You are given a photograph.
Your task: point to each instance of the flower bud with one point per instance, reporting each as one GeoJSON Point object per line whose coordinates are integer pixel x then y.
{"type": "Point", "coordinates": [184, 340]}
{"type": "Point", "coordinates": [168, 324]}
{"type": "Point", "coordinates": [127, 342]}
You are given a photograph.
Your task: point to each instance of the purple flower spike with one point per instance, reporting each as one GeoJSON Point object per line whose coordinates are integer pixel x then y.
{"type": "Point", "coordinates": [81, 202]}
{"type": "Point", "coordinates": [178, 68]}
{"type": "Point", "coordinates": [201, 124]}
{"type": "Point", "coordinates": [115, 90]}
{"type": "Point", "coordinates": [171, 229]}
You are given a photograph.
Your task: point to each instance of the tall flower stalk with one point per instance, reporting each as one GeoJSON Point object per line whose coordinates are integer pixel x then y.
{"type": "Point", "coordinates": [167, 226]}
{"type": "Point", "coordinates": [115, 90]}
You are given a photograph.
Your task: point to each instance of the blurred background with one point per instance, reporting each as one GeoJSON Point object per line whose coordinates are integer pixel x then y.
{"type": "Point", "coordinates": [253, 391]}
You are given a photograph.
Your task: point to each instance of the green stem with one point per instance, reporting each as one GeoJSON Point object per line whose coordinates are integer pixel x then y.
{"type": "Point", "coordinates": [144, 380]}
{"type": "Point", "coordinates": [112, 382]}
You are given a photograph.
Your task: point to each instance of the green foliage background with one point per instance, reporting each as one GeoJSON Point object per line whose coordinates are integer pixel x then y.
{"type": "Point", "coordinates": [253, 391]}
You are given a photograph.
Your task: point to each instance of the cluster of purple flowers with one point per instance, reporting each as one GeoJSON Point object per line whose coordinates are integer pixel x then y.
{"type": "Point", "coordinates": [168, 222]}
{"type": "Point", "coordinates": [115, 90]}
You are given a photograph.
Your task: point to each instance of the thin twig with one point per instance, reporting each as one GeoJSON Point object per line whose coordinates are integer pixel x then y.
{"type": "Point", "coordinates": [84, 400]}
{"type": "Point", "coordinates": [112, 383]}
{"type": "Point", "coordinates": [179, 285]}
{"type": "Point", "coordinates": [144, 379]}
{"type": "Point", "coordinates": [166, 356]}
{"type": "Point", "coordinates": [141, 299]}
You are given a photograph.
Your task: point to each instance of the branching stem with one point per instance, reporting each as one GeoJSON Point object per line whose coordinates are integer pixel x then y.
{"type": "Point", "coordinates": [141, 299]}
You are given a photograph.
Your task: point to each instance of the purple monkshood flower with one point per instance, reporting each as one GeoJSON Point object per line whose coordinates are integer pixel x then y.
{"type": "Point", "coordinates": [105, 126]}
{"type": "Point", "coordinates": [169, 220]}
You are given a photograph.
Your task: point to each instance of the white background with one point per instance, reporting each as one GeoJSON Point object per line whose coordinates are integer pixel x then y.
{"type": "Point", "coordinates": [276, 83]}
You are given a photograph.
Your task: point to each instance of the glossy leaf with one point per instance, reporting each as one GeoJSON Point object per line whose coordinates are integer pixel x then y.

_ _ _ _ _

### Work request:
A complete, exact transcription of the data above is required.

### Result for this task:
You are given a photograph.
Your task: point to each instance of the flower bud with one point per instance, reporting each as one GeoJSON Point object per line whose coordinates are integer pixel x then y.
{"type": "Point", "coordinates": [184, 340]}
{"type": "Point", "coordinates": [168, 324]}
{"type": "Point", "coordinates": [127, 342]}
You are given a photograph.
Your task: point to each instance of the purple flower spike with one point per instance, reporting each as one GeoJSON Point object per line whose coordinates are integer pixel x then y.
{"type": "Point", "coordinates": [81, 202]}
{"type": "Point", "coordinates": [178, 68]}
{"type": "Point", "coordinates": [201, 124]}
{"type": "Point", "coordinates": [115, 90]}
{"type": "Point", "coordinates": [171, 229]}
You are given a photograph.
Your task: point to each instance of the tall flower stalk with one point per instance, reporting each as one GeoJSON Point object per line whose coordinates are integer pixel x then y.
{"type": "Point", "coordinates": [167, 226]}
{"type": "Point", "coordinates": [115, 90]}
You are given a photograph.
Your task: point to each instance of the blurred background with one point per instance, reporting each as one GeoJSON Point object per line whose coordinates are integer pixel x then y.
{"type": "Point", "coordinates": [253, 391]}
You are given a photograph.
Your task: point to each instance of the green stem with one point per instance, reporting each as one GeoJSON Point object per line whose coordinates are integer pixel x then y.
{"type": "Point", "coordinates": [144, 380]}
{"type": "Point", "coordinates": [112, 382]}
You are given a photograph.
Your task: point to each instance of the green foliage background with one point per instance, reporting each as one GeoJSON Point object per line whose coordinates are integer pixel x then y.
{"type": "Point", "coordinates": [253, 391]}
You are given a photograph.
Your task: point to each instance of the cluster of purple flowers with one point per instance, reporting each as one GeoJSON Point object per line whose coordinates are integer pixel x then y.
{"type": "Point", "coordinates": [168, 222]}
{"type": "Point", "coordinates": [115, 90]}
You are given a photograph.
Your task: point to each instance of the thin twig with one point per instance, reporting each as one GeoJSON Point object per line whose coordinates are integer pixel x then y.
{"type": "Point", "coordinates": [84, 400]}
{"type": "Point", "coordinates": [112, 383]}
{"type": "Point", "coordinates": [179, 285]}
{"type": "Point", "coordinates": [144, 379]}
{"type": "Point", "coordinates": [166, 356]}
{"type": "Point", "coordinates": [141, 299]}
You are given a photograph.
Your task: point to each instance of the branching stem with one point per instance, reporting each as one GeoJSON Point object per line whose coordinates are integer pixel x then y.
{"type": "Point", "coordinates": [141, 299]}
You are given a photograph.
Your task: point to each instance of the purple monkshood flower with one point per instance, reporting each as one GeoJSON Point object per line whose coordinates are integer pixel x then y.
{"type": "Point", "coordinates": [105, 126]}
{"type": "Point", "coordinates": [169, 220]}
You are given a photograph.
Your task: point to each instance of the white background with one point per instance, reporting each as one GeoJSON Point object per line whose coordinates are integer pixel x then y.
{"type": "Point", "coordinates": [276, 83]}
You are given a photograph.
Your task: point to each instance of the glossy leaf with one point per instance, reporting each as one GeoJSON Point object per line whose coordinates are integer pixel x then y.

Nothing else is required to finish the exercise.